━━ Available data ━━

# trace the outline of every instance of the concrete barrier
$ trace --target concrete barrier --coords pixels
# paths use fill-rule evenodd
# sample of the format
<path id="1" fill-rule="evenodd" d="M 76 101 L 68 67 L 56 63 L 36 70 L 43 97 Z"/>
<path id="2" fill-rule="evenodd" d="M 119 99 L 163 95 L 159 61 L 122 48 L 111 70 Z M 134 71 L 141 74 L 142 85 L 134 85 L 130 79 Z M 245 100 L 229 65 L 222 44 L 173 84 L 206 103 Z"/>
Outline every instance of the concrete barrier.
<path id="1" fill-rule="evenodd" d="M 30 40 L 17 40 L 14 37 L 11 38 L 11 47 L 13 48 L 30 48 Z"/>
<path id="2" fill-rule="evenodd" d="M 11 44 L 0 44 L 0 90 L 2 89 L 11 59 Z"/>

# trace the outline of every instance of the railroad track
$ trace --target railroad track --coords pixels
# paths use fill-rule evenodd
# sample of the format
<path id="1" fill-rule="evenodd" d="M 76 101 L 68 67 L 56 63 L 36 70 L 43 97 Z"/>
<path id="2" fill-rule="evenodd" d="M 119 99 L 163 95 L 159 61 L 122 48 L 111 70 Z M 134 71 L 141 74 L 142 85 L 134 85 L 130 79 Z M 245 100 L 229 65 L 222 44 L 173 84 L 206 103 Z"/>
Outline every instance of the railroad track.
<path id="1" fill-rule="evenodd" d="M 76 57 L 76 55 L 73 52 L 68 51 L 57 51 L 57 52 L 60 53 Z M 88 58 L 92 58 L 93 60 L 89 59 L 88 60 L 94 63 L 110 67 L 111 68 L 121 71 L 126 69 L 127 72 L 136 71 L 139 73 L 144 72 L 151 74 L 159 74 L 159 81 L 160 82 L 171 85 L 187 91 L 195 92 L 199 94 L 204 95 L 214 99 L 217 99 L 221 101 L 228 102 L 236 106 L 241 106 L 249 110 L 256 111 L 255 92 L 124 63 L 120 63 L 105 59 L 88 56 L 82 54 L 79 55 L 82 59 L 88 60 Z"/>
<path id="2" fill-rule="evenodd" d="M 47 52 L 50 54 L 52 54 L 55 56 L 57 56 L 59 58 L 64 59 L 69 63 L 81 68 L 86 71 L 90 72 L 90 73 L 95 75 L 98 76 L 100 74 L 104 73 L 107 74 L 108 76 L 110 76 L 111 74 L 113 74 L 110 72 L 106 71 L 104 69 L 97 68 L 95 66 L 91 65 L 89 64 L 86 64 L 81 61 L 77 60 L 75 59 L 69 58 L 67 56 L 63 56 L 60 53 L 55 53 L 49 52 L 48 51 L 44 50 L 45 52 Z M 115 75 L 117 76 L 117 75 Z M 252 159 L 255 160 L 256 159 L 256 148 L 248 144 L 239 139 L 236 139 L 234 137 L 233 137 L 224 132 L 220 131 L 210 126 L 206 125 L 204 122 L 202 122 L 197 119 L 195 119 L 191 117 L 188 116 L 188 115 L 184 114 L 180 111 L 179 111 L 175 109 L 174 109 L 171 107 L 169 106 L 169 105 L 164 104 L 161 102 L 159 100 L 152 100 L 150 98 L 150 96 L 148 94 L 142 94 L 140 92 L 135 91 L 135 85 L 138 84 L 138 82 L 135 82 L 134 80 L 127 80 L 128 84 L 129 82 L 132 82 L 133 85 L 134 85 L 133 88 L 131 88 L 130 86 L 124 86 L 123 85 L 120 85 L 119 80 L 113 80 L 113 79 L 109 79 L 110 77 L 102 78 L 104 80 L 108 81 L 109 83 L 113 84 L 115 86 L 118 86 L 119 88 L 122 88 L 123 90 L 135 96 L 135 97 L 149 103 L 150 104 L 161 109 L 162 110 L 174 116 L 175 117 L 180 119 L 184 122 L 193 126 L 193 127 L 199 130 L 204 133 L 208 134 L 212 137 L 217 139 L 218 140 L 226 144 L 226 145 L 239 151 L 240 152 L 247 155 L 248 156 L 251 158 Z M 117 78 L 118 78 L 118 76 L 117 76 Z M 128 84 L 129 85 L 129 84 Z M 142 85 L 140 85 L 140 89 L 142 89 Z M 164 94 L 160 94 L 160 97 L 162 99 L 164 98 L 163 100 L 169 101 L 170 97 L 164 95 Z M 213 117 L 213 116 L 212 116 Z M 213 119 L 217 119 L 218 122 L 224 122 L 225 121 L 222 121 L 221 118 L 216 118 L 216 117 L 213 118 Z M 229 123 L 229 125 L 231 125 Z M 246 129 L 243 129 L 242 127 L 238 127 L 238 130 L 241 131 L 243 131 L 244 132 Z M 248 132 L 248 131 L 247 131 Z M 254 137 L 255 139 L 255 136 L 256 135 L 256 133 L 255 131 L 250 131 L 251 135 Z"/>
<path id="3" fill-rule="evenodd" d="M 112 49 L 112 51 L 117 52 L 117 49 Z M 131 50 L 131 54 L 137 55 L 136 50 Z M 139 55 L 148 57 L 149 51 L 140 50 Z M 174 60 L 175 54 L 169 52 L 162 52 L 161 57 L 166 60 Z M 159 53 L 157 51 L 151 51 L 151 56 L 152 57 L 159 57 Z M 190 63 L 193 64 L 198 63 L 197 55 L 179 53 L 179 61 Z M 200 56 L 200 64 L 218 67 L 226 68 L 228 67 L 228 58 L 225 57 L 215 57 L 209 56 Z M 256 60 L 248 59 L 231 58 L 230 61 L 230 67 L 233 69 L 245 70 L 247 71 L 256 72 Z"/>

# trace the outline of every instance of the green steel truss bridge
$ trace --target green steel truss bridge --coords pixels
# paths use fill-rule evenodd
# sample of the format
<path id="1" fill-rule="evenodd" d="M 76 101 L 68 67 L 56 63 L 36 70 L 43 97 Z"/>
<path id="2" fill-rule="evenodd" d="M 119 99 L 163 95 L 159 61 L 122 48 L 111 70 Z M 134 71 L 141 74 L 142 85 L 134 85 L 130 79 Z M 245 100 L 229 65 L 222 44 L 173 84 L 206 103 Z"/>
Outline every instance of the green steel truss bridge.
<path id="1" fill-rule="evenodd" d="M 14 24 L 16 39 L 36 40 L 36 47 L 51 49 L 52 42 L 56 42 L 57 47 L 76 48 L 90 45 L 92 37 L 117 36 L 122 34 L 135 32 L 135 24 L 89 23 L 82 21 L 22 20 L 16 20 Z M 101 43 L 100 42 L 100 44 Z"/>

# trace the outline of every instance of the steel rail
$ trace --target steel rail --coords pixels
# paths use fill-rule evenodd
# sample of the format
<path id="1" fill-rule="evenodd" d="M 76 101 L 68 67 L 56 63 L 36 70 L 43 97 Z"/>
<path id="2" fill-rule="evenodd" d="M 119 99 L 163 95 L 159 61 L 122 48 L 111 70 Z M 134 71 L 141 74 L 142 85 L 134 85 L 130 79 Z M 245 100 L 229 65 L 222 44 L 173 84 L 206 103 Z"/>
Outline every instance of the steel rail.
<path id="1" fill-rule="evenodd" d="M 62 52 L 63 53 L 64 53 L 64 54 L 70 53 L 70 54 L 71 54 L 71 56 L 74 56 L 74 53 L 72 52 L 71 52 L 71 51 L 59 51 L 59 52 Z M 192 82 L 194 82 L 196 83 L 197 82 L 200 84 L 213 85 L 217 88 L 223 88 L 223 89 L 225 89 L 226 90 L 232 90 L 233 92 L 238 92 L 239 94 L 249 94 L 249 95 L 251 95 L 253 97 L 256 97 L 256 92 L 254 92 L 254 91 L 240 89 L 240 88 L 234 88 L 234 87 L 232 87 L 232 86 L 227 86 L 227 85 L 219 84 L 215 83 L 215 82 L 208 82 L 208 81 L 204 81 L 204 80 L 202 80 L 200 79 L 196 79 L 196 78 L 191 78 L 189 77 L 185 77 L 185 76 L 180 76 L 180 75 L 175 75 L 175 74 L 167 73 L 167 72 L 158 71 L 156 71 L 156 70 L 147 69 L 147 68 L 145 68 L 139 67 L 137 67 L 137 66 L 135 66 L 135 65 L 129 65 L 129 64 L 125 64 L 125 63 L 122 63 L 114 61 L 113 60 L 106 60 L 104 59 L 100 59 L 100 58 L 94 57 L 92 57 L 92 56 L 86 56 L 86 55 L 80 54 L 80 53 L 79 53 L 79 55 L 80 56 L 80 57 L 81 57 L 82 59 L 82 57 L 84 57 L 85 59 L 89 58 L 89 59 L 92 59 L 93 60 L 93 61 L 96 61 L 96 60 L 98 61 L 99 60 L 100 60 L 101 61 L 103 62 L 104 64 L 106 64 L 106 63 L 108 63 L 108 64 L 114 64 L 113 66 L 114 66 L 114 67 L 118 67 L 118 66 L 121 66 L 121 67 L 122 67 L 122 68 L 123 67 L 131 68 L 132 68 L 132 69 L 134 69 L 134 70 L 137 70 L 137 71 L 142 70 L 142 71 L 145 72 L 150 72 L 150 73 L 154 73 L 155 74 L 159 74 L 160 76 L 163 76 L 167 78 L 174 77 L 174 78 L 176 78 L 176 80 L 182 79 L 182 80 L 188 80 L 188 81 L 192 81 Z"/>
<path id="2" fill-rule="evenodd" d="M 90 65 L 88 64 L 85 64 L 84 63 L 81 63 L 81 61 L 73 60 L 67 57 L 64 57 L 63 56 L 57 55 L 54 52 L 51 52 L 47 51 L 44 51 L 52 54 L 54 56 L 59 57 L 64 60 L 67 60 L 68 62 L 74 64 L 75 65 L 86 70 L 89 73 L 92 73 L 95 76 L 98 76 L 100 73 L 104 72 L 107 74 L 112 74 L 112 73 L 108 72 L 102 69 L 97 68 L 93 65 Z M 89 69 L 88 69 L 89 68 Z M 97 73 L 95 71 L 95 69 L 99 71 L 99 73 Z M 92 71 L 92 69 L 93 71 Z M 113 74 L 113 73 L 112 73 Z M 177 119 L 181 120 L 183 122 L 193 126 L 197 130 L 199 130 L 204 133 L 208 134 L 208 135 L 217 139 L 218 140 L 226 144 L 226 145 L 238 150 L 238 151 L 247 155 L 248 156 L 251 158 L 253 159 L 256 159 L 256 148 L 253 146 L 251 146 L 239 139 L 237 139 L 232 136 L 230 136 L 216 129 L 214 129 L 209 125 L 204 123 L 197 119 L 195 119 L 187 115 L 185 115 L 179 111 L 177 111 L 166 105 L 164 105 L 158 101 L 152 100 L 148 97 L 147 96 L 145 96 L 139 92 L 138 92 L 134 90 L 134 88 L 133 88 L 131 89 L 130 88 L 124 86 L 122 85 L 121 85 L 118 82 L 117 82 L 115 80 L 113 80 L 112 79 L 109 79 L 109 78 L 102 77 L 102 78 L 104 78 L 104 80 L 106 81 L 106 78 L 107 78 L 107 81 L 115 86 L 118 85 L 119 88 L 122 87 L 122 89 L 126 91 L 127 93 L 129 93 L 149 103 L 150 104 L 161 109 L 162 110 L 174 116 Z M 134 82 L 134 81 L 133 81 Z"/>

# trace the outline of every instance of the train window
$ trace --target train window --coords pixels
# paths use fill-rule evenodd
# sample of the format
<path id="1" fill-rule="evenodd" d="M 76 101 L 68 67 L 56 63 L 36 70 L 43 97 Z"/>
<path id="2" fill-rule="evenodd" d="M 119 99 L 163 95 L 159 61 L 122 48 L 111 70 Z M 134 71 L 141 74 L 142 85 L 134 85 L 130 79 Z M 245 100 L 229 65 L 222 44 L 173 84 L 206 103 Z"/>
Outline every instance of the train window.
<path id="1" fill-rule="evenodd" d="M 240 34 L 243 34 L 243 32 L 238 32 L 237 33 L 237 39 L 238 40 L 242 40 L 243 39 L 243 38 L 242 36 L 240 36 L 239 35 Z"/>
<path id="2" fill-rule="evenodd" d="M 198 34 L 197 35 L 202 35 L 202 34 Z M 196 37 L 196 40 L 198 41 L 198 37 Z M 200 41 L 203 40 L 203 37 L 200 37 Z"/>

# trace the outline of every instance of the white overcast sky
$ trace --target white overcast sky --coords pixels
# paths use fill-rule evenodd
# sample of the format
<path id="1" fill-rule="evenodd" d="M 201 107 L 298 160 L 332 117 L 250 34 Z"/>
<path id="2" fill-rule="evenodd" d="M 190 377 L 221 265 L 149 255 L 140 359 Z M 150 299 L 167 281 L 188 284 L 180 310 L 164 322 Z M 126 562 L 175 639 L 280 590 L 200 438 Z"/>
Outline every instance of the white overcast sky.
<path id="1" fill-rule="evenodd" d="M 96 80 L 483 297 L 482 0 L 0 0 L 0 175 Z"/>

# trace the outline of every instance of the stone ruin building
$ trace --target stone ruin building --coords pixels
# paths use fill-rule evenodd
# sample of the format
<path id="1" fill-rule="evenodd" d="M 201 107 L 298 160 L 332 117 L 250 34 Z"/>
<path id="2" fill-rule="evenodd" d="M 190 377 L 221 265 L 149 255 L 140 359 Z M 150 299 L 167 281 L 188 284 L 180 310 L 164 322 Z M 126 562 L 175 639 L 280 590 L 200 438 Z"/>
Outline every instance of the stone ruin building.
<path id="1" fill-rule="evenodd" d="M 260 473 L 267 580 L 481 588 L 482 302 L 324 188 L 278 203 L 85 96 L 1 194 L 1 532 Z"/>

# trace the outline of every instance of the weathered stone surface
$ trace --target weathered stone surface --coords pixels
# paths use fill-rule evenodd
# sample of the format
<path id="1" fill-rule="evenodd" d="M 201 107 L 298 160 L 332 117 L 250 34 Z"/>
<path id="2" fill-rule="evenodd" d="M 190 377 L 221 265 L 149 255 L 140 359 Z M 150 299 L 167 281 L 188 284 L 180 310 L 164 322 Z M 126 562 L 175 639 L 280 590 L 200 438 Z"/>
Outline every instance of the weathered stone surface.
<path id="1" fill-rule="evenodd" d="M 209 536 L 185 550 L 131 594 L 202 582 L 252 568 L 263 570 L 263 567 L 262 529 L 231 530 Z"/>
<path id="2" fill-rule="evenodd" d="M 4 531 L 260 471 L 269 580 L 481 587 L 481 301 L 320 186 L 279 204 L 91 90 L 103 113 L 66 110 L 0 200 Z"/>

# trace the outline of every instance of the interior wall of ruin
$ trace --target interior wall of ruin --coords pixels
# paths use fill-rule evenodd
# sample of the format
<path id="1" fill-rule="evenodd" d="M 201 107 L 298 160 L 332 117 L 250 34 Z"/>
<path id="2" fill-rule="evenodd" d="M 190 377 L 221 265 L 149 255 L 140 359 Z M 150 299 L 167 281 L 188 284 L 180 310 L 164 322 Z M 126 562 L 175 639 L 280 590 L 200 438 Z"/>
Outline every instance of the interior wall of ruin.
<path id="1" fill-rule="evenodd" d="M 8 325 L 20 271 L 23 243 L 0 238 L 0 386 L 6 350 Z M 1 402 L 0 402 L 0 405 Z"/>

━━━

§ **Task brief**: Rewrite the lines between the one holding "# trace the outline of every instance of the interior" and the one holding "Outline every instance of the interior", inclusive, as a JSON list of strings with one string per line and no blank lines.

§ **Reply**:
[
  "# trace the outline of every instance of the interior wall of ruin",
  "$ trace --target interior wall of ruin --coords pixels",
  "# paths use fill-rule evenodd",
  "# sample of the format",
  "<path id=\"1\" fill-rule=\"evenodd\" d=\"M 201 107 L 298 160 L 332 117 L 250 34 Z\"/>",
  "<path id=\"2\" fill-rule=\"evenodd\" d=\"M 190 377 L 221 265 L 149 255 L 140 359 Z M 150 299 L 167 281 L 188 284 L 180 310 L 164 322 Z M 126 562 L 175 639 L 280 590 L 200 438 Z\"/>",
  "Outline every instance of the interior wall of ruin."
]